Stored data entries
BEGIN
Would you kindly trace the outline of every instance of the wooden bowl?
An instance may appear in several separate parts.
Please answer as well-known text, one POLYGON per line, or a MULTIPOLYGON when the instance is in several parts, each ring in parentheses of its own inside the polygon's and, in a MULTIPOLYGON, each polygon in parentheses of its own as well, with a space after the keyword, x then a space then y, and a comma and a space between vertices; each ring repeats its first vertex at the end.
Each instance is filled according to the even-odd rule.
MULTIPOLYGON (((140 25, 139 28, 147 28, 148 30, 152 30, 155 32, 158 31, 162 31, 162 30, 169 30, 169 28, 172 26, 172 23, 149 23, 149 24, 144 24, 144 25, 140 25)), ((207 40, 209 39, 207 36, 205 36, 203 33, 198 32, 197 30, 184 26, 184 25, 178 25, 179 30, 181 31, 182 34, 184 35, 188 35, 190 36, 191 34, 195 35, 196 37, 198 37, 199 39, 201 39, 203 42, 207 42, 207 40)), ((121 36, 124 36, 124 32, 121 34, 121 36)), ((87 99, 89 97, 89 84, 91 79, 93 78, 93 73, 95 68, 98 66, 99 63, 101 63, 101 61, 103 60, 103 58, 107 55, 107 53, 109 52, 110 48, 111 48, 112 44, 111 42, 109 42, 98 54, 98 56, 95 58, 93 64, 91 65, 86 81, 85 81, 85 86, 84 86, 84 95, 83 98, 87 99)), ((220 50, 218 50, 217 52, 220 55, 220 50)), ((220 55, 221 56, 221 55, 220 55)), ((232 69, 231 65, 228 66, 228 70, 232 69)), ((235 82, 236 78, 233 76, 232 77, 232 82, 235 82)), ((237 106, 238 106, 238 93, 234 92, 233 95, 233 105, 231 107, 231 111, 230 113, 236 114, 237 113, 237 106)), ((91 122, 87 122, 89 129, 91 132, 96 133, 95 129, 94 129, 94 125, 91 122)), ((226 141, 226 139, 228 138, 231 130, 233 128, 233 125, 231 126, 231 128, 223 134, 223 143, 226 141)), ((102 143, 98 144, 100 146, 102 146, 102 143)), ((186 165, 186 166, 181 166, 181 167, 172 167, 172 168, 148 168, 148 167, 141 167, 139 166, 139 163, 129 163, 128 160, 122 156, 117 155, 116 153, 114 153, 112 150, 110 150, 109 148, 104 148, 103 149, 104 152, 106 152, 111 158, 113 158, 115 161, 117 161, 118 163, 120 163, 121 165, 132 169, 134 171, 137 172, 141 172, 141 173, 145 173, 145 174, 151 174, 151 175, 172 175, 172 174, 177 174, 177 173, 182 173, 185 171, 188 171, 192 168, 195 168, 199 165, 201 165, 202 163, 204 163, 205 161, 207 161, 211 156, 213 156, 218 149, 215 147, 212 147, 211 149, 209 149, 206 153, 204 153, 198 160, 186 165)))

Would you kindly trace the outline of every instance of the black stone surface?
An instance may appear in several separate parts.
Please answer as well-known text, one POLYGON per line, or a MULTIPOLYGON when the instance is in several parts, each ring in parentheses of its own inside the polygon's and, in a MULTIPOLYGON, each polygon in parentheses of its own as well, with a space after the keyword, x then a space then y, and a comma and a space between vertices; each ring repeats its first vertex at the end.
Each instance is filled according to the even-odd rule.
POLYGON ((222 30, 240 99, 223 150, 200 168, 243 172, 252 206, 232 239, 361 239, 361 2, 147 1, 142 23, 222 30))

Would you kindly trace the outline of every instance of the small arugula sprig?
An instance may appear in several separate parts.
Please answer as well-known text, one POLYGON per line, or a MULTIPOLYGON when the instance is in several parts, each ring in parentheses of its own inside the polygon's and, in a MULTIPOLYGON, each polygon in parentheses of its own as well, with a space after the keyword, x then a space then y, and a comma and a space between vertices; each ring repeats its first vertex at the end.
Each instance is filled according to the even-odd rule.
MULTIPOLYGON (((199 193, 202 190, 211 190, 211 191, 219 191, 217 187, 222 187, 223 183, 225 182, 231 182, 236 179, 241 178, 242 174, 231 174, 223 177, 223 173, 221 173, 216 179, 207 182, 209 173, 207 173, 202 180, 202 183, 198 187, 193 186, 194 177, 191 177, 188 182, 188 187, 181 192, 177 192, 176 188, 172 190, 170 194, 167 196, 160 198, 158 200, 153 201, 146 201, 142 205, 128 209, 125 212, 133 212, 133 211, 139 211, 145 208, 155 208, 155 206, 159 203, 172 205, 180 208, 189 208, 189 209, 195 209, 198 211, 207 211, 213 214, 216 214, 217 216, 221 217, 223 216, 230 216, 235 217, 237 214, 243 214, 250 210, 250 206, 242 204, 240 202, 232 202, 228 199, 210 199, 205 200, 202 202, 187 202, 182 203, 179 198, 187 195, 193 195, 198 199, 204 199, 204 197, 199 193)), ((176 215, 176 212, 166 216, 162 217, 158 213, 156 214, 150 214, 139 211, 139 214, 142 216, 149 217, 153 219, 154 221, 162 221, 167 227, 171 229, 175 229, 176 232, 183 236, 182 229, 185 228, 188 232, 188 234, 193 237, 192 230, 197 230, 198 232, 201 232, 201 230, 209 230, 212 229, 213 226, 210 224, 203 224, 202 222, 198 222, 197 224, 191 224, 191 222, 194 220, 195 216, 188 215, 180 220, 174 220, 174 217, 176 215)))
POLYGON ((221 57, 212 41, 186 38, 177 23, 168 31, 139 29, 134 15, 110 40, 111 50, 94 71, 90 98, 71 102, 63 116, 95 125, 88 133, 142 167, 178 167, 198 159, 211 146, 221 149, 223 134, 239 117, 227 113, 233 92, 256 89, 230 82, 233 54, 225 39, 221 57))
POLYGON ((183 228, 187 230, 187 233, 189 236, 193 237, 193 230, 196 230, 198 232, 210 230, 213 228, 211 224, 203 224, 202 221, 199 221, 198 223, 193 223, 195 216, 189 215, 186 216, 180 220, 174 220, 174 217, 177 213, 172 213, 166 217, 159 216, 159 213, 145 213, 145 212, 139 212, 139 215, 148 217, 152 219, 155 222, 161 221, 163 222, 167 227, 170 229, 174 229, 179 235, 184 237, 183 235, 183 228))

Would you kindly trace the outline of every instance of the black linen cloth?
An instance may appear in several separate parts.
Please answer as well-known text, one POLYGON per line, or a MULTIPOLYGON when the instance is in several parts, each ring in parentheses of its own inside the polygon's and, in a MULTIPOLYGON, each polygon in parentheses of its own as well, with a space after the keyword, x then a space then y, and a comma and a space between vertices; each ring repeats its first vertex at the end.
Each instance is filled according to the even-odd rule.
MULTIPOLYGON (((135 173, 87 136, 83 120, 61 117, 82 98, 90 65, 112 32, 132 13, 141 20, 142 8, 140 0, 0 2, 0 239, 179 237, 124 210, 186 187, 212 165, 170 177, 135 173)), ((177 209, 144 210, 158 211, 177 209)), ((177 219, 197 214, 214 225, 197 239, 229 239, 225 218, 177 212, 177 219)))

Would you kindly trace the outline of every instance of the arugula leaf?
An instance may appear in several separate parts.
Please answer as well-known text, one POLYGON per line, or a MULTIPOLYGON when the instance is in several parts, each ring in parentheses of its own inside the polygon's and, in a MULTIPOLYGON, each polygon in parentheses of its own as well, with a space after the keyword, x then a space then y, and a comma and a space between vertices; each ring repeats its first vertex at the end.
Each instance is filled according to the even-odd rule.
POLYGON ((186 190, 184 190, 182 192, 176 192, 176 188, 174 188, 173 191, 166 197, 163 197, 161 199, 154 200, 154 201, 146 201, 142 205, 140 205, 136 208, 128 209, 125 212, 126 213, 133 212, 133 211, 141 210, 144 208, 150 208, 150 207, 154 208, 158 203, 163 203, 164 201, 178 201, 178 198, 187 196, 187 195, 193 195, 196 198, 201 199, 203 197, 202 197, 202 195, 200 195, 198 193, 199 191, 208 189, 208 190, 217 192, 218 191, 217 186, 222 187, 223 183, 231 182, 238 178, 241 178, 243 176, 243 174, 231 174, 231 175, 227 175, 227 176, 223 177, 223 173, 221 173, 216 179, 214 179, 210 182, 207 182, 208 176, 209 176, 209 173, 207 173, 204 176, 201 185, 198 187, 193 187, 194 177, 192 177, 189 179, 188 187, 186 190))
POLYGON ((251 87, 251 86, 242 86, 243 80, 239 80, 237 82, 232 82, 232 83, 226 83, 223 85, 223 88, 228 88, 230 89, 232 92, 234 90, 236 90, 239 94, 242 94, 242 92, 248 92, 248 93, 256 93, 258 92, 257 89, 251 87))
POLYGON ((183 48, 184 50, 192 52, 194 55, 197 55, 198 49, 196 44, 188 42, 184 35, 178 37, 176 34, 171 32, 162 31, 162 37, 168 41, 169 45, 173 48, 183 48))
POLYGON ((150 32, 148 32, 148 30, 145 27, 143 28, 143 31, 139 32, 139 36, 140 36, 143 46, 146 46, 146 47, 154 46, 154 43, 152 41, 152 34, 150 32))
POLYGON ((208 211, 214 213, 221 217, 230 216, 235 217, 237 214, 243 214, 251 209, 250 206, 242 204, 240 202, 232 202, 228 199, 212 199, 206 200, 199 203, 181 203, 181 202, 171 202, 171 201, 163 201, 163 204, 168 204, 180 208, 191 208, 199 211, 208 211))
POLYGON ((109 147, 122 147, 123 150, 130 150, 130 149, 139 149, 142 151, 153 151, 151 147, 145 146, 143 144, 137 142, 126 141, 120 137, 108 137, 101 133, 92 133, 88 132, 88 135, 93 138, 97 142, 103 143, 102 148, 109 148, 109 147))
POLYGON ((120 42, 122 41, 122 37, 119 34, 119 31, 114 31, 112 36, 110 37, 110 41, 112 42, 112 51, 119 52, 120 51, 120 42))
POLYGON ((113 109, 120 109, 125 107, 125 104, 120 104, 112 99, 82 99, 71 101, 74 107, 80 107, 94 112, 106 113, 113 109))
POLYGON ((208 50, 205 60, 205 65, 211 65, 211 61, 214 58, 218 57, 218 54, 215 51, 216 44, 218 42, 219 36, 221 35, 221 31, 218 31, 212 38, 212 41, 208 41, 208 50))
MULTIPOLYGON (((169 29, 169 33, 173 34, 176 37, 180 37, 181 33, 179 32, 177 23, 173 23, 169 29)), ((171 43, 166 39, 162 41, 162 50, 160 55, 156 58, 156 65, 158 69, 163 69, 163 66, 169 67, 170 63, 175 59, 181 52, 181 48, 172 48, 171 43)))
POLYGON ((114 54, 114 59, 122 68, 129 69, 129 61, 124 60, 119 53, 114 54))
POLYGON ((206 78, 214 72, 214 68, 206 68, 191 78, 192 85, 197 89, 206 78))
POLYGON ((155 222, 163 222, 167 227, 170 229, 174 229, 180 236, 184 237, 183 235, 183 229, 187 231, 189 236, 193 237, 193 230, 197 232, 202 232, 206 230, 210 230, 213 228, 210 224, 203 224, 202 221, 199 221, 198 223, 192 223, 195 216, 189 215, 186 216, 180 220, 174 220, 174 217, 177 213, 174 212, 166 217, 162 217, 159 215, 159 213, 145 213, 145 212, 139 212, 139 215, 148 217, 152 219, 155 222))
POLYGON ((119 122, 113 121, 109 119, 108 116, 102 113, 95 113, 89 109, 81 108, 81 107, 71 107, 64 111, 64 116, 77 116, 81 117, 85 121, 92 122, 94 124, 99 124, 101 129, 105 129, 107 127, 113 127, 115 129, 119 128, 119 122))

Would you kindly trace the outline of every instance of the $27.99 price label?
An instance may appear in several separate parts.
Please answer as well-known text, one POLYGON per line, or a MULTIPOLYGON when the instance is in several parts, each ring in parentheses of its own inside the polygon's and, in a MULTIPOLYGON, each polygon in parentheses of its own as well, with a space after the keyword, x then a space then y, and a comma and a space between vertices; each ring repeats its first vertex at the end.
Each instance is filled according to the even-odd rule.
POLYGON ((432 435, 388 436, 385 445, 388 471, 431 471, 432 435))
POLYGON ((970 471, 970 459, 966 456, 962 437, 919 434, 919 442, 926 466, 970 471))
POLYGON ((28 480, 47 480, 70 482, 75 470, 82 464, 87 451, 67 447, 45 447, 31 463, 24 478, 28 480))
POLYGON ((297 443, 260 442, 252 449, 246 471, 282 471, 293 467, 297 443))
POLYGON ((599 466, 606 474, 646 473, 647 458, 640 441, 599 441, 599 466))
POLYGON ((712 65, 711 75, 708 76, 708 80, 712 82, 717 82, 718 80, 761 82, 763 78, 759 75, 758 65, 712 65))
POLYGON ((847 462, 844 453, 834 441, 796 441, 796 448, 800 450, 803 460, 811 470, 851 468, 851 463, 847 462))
END
- Description of the task -
Check each line of the data above for the string "arugula", and copy the ones that have it.

- Answer to the exercise -
Would you kindly trace the outline of every instance of the small arugula sprig?
Would you kindly trace the outline of every instance of the arugula leaf?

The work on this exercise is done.